- _TASK STATEMENT_
Write each line exactly as it stands, from the line containing "target: muddy soil" through the end of the data.

(Shape annotation entries)
______________________________

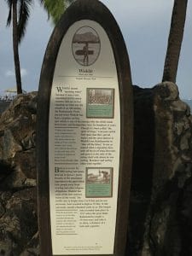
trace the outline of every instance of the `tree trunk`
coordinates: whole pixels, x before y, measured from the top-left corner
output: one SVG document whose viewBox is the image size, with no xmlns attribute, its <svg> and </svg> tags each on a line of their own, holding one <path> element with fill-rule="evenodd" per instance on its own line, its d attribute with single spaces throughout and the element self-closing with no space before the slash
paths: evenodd
<svg viewBox="0 0 192 256">
<path fill-rule="evenodd" d="M 175 0 L 162 81 L 176 82 L 188 0 Z"/>
<path fill-rule="evenodd" d="M 14 62 L 16 77 L 17 94 L 22 93 L 20 56 L 19 56 L 19 43 L 18 43 L 18 29 L 17 29 L 17 0 L 13 1 L 13 49 L 14 49 Z"/>
</svg>

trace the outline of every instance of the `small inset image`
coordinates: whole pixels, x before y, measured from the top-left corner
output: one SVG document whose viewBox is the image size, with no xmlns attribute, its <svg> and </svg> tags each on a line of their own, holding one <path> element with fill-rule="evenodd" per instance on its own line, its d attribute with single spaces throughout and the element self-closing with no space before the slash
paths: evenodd
<svg viewBox="0 0 192 256">
<path fill-rule="evenodd" d="M 90 26 L 83 26 L 74 34 L 72 51 L 76 61 L 82 66 L 90 66 L 98 58 L 101 43 L 97 32 Z"/>
<path fill-rule="evenodd" d="M 113 119 L 114 89 L 87 89 L 87 118 Z"/>
<path fill-rule="evenodd" d="M 113 168 L 86 168 L 86 197 L 113 196 Z"/>
</svg>

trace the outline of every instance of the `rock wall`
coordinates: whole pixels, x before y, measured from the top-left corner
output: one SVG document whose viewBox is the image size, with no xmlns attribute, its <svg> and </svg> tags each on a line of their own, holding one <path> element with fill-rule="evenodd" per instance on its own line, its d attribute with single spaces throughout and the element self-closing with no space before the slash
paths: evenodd
<svg viewBox="0 0 192 256">
<path fill-rule="evenodd" d="M 176 84 L 134 88 L 130 255 L 192 255 L 192 116 Z"/>
<path fill-rule="evenodd" d="M 134 86 L 129 256 L 192 255 L 192 117 L 176 84 Z M 0 255 L 38 255 L 37 93 L 0 118 Z M 44 255 L 41 255 L 44 256 Z"/>
<path fill-rule="evenodd" d="M 0 118 L 0 255 L 37 255 L 37 93 L 18 96 Z"/>
</svg>

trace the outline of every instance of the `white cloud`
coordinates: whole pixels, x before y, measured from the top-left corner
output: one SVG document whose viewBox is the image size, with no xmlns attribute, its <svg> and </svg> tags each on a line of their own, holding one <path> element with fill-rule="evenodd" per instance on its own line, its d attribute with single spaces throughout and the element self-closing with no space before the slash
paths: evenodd
<svg viewBox="0 0 192 256">
<path fill-rule="evenodd" d="M 25 68 L 21 68 L 20 69 L 20 76 L 21 78 L 26 77 L 28 74 L 28 72 L 26 71 L 26 69 Z M 6 77 L 14 77 L 15 72 L 13 70 L 7 70 L 5 73 L 5 76 Z"/>
</svg>

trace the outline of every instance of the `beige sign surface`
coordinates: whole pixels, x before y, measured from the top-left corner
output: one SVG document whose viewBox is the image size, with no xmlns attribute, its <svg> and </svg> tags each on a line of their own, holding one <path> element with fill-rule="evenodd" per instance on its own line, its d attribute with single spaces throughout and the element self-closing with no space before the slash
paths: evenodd
<svg viewBox="0 0 192 256">
<path fill-rule="evenodd" d="M 57 56 L 49 124 L 53 255 L 113 254 L 120 109 L 113 52 L 92 20 L 71 26 Z"/>
</svg>

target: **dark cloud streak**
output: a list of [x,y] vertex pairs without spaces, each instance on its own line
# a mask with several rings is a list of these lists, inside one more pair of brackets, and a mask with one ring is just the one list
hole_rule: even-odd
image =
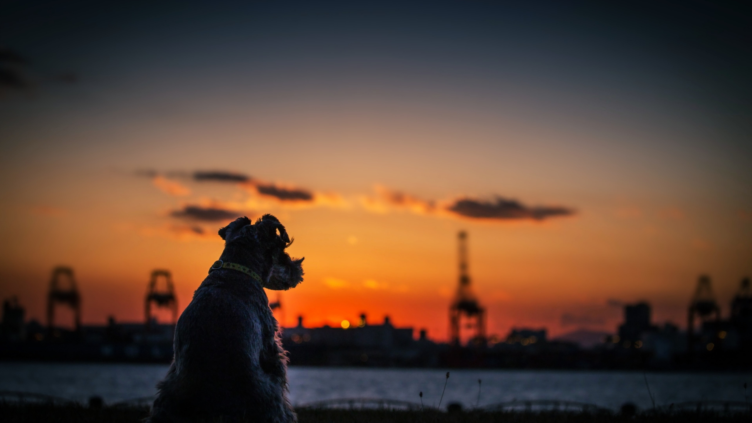
[[208,182],[247,182],[250,177],[242,173],[224,171],[196,171],[193,172],[195,181]]
[[174,210],[170,215],[173,218],[181,218],[193,221],[216,222],[235,219],[241,213],[232,210],[217,208],[214,207],[202,207],[200,205],[186,205],[182,210]]
[[493,201],[481,201],[470,198],[460,199],[447,208],[460,216],[475,219],[533,219],[542,221],[556,216],[569,216],[575,211],[565,207],[527,207],[513,199],[496,198]]
[[258,184],[259,193],[276,197],[281,201],[313,201],[314,194],[305,190],[280,188],[273,184]]

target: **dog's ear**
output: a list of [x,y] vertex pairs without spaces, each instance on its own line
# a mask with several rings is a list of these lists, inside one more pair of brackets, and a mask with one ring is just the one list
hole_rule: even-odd
[[303,281],[303,260],[293,260],[283,252],[274,260],[269,278],[264,288],[274,291],[287,291]]
[[290,243],[290,236],[284,229],[284,225],[280,223],[279,219],[271,215],[266,214],[256,221],[253,225],[256,227],[257,233],[265,239],[271,241],[277,237],[277,231],[279,231],[280,239],[287,245]]
[[220,236],[222,237],[226,242],[229,242],[230,239],[235,238],[239,233],[240,229],[250,225],[250,219],[243,216],[242,218],[238,218],[235,221],[230,223],[230,224],[226,226],[225,227],[220,230]]

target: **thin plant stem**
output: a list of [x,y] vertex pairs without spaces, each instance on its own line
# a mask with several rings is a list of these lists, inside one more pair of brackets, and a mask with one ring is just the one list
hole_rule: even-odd
[[447,391],[447,382],[449,382],[449,372],[447,372],[447,379],[444,381],[444,391],[441,391],[441,397],[438,400],[438,406],[437,409],[441,408],[441,400],[444,400],[444,393]]
[[481,379],[478,379],[478,400],[475,401],[475,408],[481,403]]
[[647,374],[645,373],[644,370],[642,370],[642,377],[645,378],[645,386],[647,388],[647,394],[650,397],[650,401],[653,403],[653,409],[656,409],[656,400],[653,397],[653,393],[650,392],[650,385],[647,384]]

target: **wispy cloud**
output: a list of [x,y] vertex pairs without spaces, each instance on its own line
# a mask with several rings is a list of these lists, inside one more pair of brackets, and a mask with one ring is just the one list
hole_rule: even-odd
[[[232,208],[210,205],[185,205],[171,213],[174,218],[204,221],[217,221],[237,217],[239,209],[268,209],[274,208],[305,208],[327,206],[349,208],[359,202],[361,207],[374,213],[407,212],[415,215],[432,215],[449,218],[465,218],[478,221],[543,221],[550,218],[569,216],[575,210],[563,206],[528,206],[516,199],[496,196],[483,199],[469,196],[444,199],[423,199],[402,191],[381,185],[374,187],[374,193],[347,199],[337,193],[322,193],[291,184],[268,182],[252,178],[244,173],[223,170],[201,170],[193,172],[170,172],[160,173],[155,170],[137,172],[152,179],[153,184],[172,196],[190,195],[190,189],[175,181],[183,178],[194,182],[214,182],[234,184],[244,190],[248,196]],[[359,200],[359,201],[358,201]]]
[[575,211],[565,207],[528,207],[514,199],[496,197],[494,201],[462,198],[454,201],[450,212],[473,219],[533,219],[542,221],[556,216],[569,216]]
[[173,218],[181,218],[190,221],[205,222],[216,222],[235,219],[242,213],[234,210],[228,210],[218,207],[203,207],[201,205],[186,205],[180,210],[174,210],[170,213]]
[[426,201],[382,185],[374,186],[374,195],[362,196],[361,205],[370,212],[387,213],[393,210],[407,210],[417,215],[429,215],[437,210],[432,201]]
[[274,197],[280,201],[314,201],[314,193],[302,188],[288,188],[274,184],[253,184],[250,185],[262,195]]
[[566,207],[529,207],[517,200],[500,196],[493,200],[462,197],[435,202],[390,190],[381,185],[375,186],[374,190],[375,194],[362,197],[361,204],[367,210],[378,213],[402,209],[417,215],[434,215],[469,219],[535,221],[575,214],[573,209]]
[[200,182],[247,182],[250,181],[250,177],[242,173],[226,172],[222,170],[203,171],[197,170],[193,172],[193,179]]

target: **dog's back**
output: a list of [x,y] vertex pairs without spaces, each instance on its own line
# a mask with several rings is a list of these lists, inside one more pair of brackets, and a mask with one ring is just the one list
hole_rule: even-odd
[[296,421],[286,397],[287,358],[257,278],[218,268],[194,293],[177,321],[174,360],[157,385],[150,421]]

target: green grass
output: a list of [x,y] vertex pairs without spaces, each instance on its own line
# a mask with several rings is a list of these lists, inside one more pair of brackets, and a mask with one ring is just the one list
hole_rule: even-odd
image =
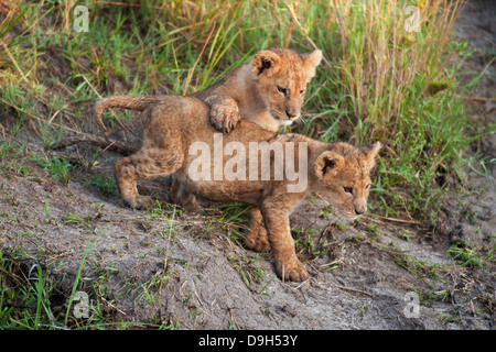
[[[304,121],[293,131],[323,141],[385,145],[374,176],[373,212],[434,220],[439,199],[459,169],[484,174],[486,164],[494,163],[465,155],[470,143],[495,132],[496,125],[481,133],[464,103],[481,76],[464,86],[459,81],[461,65],[471,55],[466,43],[452,37],[460,1],[142,0],[134,7],[88,0],[77,1],[89,9],[89,31],[82,33],[73,30],[75,15],[66,2],[0,2],[11,9],[0,23],[0,113],[12,118],[9,125],[0,124],[0,165],[7,177],[28,176],[37,167],[67,184],[80,170],[71,156],[42,157],[31,148],[47,146],[91,122],[86,119],[93,100],[192,94],[270,46],[324,52],[325,61],[309,86]],[[420,9],[419,32],[406,29],[408,6]],[[119,114],[125,124],[130,117]],[[119,125],[110,113],[105,120]],[[104,196],[117,191],[115,182],[104,176],[89,176],[84,184]],[[162,217],[160,209],[151,210],[150,219]],[[224,223],[241,242],[246,207],[229,205],[218,212],[217,218],[213,210],[209,221]],[[46,216],[50,219],[50,209]],[[63,220],[82,227],[86,221],[74,213]],[[310,254],[320,250],[311,233],[295,231],[300,250]],[[453,246],[449,254],[462,266],[481,264],[466,244]],[[419,277],[436,275],[429,263],[401,254],[396,260]],[[249,287],[261,285],[256,260],[233,261]],[[9,274],[13,262],[3,257],[0,263],[2,279],[11,284],[0,288],[0,321],[18,328],[58,327],[47,305],[54,286],[40,266],[15,283]],[[6,306],[8,299],[29,305],[12,310]]]
[[[319,47],[325,55],[309,89],[305,122],[295,131],[324,141],[385,144],[374,211],[433,219],[446,180],[457,177],[457,167],[474,165],[464,157],[473,125],[463,92],[476,81],[457,82],[460,63],[471,52],[451,37],[460,2],[147,0],[139,10],[101,1],[87,6],[89,31],[82,33],[73,30],[75,15],[62,4],[19,0],[11,6],[12,14],[0,26],[8,47],[0,54],[0,84],[1,103],[18,117],[13,135],[32,120],[47,145],[77,129],[85,113],[80,103],[88,100],[191,94],[259,50],[288,45],[300,52]],[[421,11],[419,32],[407,31],[408,6]],[[22,37],[8,36],[18,28]],[[110,114],[106,121],[115,122]],[[63,165],[48,170],[68,180]],[[112,193],[105,180],[90,183]]]

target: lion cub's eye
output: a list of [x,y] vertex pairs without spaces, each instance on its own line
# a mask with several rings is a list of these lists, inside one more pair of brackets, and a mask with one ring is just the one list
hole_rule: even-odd
[[288,92],[288,89],[281,88],[281,87],[278,86],[278,91],[279,91],[280,94],[283,94],[283,95],[285,96],[285,94]]

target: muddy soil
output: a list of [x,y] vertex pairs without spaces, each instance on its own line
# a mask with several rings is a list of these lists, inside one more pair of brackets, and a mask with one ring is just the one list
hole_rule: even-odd
[[[474,72],[495,55],[495,8],[472,1],[460,21],[457,35],[478,51],[470,62]],[[484,98],[472,101],[476,123],[495,122],[495,77],[493,63],[474,92]],[[0,116],[7,129],[10,119]],[[47,157],[84,148],[28,146]],[[475,152],[496,157],[495,135],[474,144]],[[180,329],[495,328],[494,261],[483,268],[462,266],[446,254],[456,241],[474,251],[494,250],[494,164],[486,164],[487,176],[464,175],[473,191],[446,197],[434,232],[371,216],[341,227],[323,211],[322,200],[310,197],[291,217],[299,255],[311,273],[296,284],[277,277],[270,254],[242,246],[242,221],[215,220],[227,217],[225,208],[203,200],[202,213],[173,210],[166,204],[170,185],[161,179],[142,183],[140,191],[157,196],[162,208],[133,211],[118,195],[88,183],[97,175],[112,177],[114,156],[105,154],[90,170],[82,167],[66,184],[41,170],[0,172],[4,255],[22,253],[28,264],[40,263],[65,297],[83,263],[79,289],[98,300],[111,321]]]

______________________________

- _EXPECTED ANSWER_
target: muddy soil
output: a list of [x,y] vertex pairs without spaces, each instance on its own line
# a mask with several rings is a list of these lists, inside one more pair of brackets, and a mask with one ring is just the one list
hole_rule: even-odd
[[[474,72],[495,55],[495,8],[472,1],[460,21],[457,35],[478,51],[470,62]],[[484,98],[472,101],[476,123],[495,122],[495,77],[493,63],[474,92]],[[0,116],[7,129],[10,119]],[[47,157],[84,148],[28,146]],[[475,152],[496,157],[495,135],[474,144]],[[180,329],[495,328],[494,261],[483,268],[462,266],[446,254],[456,241],[474,251],[494,250],[494,164],[486,164],[487,176],[464,175],[473,191],[446,197],[434,232],[371,216],[341,227],[323,211],[322,200],[310,197],[291,217],[299,255],[311,273],[296,284],[277,277],[270,254],[242,246],[242,221],[215,220],[227,217],[225,208],[203,200],[202,213],[173,210],[166,204],[170,185],[161,179],[142,183],[140,191],[157,196],[162,208],[133,211],[118,195],[88,183],[97,175],[112,177],[114,156],[105,154],[90,170],[82,167],[66,184],[41,170],[0,172],[4,255],[22,253],[28,264],[40,263],[65,297],[83,263],[79,289],[98,300],[111,321]]]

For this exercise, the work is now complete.